▶ _Work instructions_
Transcribe all of the material exactly.

▶ _Dataset excerpts_
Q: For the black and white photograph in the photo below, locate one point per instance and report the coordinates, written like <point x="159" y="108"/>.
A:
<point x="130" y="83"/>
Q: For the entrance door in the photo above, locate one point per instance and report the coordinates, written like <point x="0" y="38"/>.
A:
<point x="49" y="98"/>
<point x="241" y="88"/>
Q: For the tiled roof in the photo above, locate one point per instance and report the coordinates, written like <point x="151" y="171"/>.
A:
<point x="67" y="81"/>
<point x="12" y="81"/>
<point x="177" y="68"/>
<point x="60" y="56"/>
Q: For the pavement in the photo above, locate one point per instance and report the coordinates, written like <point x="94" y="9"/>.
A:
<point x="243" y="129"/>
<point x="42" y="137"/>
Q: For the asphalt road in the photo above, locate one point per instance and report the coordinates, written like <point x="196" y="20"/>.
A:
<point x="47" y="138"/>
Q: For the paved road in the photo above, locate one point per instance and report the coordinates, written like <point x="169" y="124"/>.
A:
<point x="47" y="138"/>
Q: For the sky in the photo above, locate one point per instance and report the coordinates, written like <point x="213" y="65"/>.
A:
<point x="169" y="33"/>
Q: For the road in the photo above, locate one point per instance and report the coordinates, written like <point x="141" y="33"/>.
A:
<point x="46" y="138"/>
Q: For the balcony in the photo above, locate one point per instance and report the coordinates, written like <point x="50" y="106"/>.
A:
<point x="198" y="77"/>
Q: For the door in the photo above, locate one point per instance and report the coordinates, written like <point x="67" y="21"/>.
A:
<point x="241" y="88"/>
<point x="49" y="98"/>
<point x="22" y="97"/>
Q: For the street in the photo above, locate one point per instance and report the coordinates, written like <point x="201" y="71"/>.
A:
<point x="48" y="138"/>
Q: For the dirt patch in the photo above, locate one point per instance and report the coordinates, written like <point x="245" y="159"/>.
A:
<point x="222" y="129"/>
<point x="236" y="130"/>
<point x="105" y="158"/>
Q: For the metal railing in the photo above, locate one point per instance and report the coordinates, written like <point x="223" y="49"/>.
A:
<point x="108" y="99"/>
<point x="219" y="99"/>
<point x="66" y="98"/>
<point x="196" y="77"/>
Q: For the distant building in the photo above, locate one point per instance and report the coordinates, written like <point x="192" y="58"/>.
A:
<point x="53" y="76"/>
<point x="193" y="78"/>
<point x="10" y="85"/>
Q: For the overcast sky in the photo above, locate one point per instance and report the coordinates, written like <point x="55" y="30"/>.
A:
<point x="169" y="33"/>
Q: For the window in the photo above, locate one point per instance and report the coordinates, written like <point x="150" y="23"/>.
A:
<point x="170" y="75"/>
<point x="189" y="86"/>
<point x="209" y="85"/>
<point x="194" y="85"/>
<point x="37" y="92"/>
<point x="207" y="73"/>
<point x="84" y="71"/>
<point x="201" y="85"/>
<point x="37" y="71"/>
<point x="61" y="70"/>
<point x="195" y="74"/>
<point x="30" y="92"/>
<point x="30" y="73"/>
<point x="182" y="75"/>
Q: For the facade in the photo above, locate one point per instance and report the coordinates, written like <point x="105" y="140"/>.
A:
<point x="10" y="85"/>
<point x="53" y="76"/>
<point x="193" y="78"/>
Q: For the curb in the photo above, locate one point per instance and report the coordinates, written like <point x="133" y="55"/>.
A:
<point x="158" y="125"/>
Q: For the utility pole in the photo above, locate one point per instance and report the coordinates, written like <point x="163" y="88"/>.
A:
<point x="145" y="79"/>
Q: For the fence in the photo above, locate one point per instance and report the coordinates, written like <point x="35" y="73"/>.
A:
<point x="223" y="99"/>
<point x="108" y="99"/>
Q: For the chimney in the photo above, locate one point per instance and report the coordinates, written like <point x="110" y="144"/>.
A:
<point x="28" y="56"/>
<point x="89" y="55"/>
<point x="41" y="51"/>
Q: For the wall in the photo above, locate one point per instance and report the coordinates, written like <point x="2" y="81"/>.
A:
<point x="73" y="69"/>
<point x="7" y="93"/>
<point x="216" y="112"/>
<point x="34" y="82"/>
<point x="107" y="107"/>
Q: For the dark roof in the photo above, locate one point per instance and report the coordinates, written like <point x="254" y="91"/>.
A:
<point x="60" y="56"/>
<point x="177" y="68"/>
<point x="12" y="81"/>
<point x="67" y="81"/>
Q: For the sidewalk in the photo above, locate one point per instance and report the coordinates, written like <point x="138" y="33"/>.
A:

▶ _Expected answer_
Q: For the black and white photograph in the photo below, locate one point per instance and report the coordinates, written like <point x="159" y="108"/>.
A:
<point x="130" y="83"/>
Q: For the entrance door in the photo above, locate one point per instance and report the coordinates, written like <point x="0" y="38"/>.
A:
<point x="49" y="98"/>
<point x="241" y="88"/>
Q: For the tiled roof in the photo above, locate one point per instance and report the coordinates, written like <point x="151" y="171"/>.
A:
<point x="67" y="81"/>
<point x="12" y="81"/>
<point x="177" y="68"/>
<point x="60" y="56"/>
Q: For the pavement in the photo above, locate one point per instance and report the coordinates, written like <point x="94" y="9"/>.
A:
<point x="243" y="129"/>
<point x="42" y="137"/>
Q: For the asphalt road in the photo above, locate one point per instance and report the coordinates, written like <point x="196" y="20"/>.
A:
<point x="47" y="138"/>
Q: For the paved road in the photo above, locate one point per instance and report the coordinates, written like <point x="169" y="124"/>.
A:
<point x="47" y="138"/>
Q: For the sky in the photo above, locate one point per instance and report the coordinates, written like <point x="213" y="65"/>.
A:
<point x="169" y="33"/>
Q: For the road in the photo above, locate one point per instance and report the coordinates, written like <point x="141" y="33"/>.
A:
<point x="46" y="138"/>
Q: For the balcony in the photo above, locate one point per instance and report the coordinates, written like <point x="50" y="106"/>.
A:
<point x="198" y="77"/>
Q: For the door in the photo above, locate one point per instance and report the coordinates, written like <point x="67" y="21"/>.
A:
<point x="241" y="88"/>
<point x="49" y="98"/>
<point x="22" y="97"/>
Q: For the street in the photo above, locate one point per instance and report the coordinates, written like <point x="201" y="71"/>.
A:
<point x="48" y="138"/>
Q: For the dirt patch in the photo above, locate one point per instance and report the coordinates, written like <point x="245" y="159"/>.
A:
<point x="222" y="129"/>
<point x="236" y="130"/>
<point x="105" y="158"/>
Q: For the metal railing in the photo above, locate one point per instance and report the coordinates, written like <point x="223" y="49"/>.
A:
<point x="108" y="99"/>
<point x="219" y="99"/>
<point x="66" y="98"/>
<point x="196" y="77"/>
Q: For the distant building in the photo above, locate one point per instance and report the coordinates, written like <point x="192" y="58"/>.
A:
<point x="53" y="76"/>
<point x="193" y="78"/>
<point x="10" y="85"/>
Q: For the overcast sky in the photo above, locate one point per instance and report the coordinates, written like <point x="55" y="30"/>.
A:
<point x="169" y="33"/>
Q: For the window in the photo above, locate one point per instance and report the coordinates, written like <point x="150" y="23"/>.
A:
<point x="170" y="75"/>
<point x="189" y="86"/>
<point x="209" y="85"/>
<point x="194" y="85"/>
<point x="37" y="92"/>
<point x="207" y="73"/>
<point x="84" y="71"/>
<point x="201" y="85"/>
<point x="37" y="71"/>
<point x="61" y="70"/>
<point x="195" y="74"/>
<point x="30" y="92"/>
<point x="30" y="73"/>
<point x="182" y="75"/>
Q: For the facade in the photo above, locate one point per instance and report the coordinates, written like <point x="105" y="140"/>.
A:
<point x="10" y="85"/>
<point x="53" y="76"/>
<point x="193" y="78"/>
Q: For the curb in the photo above, locate one point per instance and report the coordinates, written like <point x="133" y="55"/>.
A:
<point x="158" y="125"/>
Q: For the utility pole in the photo above, locate one point per instance and report the coordinates, written like <point x="163" y="88"/>.
A:
<point x="145" y="79"/>
Q: For the fence in the photo above, locate one point per instance and report the coordinates, written like <point x="35" y="73"/>.
A:
<point x="223" y="99"/>
<point x="108" y="99"/>
Q: For the chimney in the photo above, locate one point per instance and report the coordinates, written like <point x="110" y="144"/>.
A:
<point x="28" y="56"/>
<point x="89" y="55"/>
<point x="41" y="51"/>
Q: For the wall in the photo above, locate one point per instance and report the coordinates, written like <point x="2" y="81"/>.
A:
<point x="73" y="69"/>
<point x="7" y="93"/>
<point x="216" y="112"/>
<point x="34" y="82"/>
<point x="107" y="107"/>
Q: For the dark roof in the photo above, locate one point per instance and report the coordinates, written like <point x="254" y="91"/>.
A:
<point x="60" y="56"/>
<point x="177" y="68"/>
<point x="12" y="81"/>
<point x="67" y="81"/>
Q: For the sidewalk in the photo above, locate one point per instance and report the coordinates, written like <point x="138" y="33"/>.
A:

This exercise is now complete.